EXCERPTED TEXT -

#####

3. The remote control signal processing device according to claim 2,
wherein the signal elements and the stored element data comprise on-off
pulse times for different periods, the on-off pulse times for the
different periods representing a remote control signal.
4. The remote control signal processing device according to claim 3,
wherein the read-only memory unit comprises a plurality of storage
locations, each of said storage locations containing predetermined data
representing an on-off pulse time corresponding to one of said different
periods.
5. The remote control signal processing device according to claim 2,
wherein said read-only memory unit stores predetermined data representing
different pulse periods, each of the stored pulse periods having a
different on-off time.
Description
BACKGROUND OF THE INVENTION
The present invention relates to a remote control signal processing device,
more particularly to a remote control processing device for a remote
control system comprising a remote control apparatus and a remotely
controlled machine such as TV, VTR or audio equipment.
FIG. 1 shows conceptually two sets of remote control system consisting of
two remote control apparatus and two machines that are to be remotely
controlled with these apparatus. These two sets are of different types in
that the code and format of the remote control signal employed by one set
do not overlap those of the signal used for the other set. In other words,
machine A.sub.1 is remotely controlled with a remote control signal a
supplied from a remote control apparatus A.sub.2, whereas machine B.sub.1
is remotely controlled with a remote control signal b supplied from a
remote control apparatus B.sub.2. However, aparatus A.sub.2 is unable to
remotely control the machine B.sub.1, and apparatus B.sub.2 is incapable
of remotely controlling the machine A.sub.1. Therefore, in order to
remotely control two machines A.sub.1 and B.sub.1 in two different types
of remote control system, two remote control apparatus adapted for the
respective machines have to be operated but this reduces the operating
efficiency of the remote control systems.

#####

STORED RECORDS -
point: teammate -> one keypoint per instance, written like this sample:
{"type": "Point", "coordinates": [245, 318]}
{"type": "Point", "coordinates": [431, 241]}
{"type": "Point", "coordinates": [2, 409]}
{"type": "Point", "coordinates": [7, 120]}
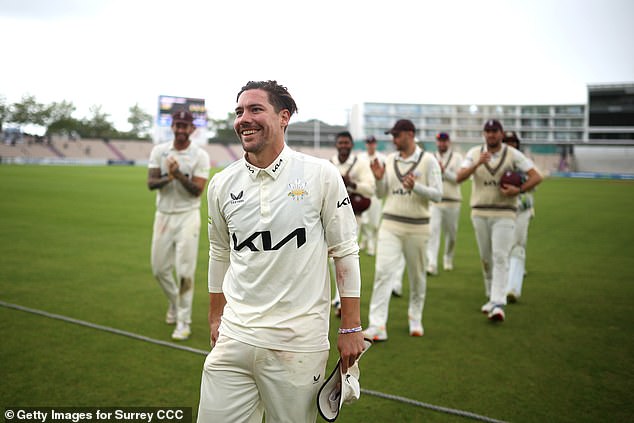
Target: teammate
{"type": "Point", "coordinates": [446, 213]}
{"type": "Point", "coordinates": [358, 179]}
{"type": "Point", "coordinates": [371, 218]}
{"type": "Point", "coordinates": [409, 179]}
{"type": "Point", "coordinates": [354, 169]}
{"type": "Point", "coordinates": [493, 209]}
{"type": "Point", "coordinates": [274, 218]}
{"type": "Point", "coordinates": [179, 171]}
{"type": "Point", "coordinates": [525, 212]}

#####

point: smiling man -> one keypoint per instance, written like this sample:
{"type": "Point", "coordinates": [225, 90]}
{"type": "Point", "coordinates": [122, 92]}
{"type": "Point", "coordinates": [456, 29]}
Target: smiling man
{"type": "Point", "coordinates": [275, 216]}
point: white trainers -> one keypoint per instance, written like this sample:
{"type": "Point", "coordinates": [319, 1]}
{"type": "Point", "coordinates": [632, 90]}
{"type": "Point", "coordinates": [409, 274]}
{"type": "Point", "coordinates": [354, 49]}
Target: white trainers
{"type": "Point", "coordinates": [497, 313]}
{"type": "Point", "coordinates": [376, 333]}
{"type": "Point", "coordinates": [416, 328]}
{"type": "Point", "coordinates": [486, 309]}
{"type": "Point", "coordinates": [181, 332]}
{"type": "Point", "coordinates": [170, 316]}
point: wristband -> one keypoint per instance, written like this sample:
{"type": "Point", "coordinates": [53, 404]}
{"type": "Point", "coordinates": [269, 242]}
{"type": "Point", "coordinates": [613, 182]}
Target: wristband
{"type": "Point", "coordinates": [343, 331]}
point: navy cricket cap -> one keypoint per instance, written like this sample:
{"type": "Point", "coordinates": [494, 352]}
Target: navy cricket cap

#####

SHORT PROBLEM - Repeat word for word the passage of the remote control patent text above, starting with "3. The remote" and going on through "remote control signal.".

RESULT OF THE TASK -
3. The remote control signal processing device according to claim 2,
wherein the signal elements and the stored element data comprise on-off
pulse times for different periods, the on-off pulse times for the
different periods representing a remote control signal.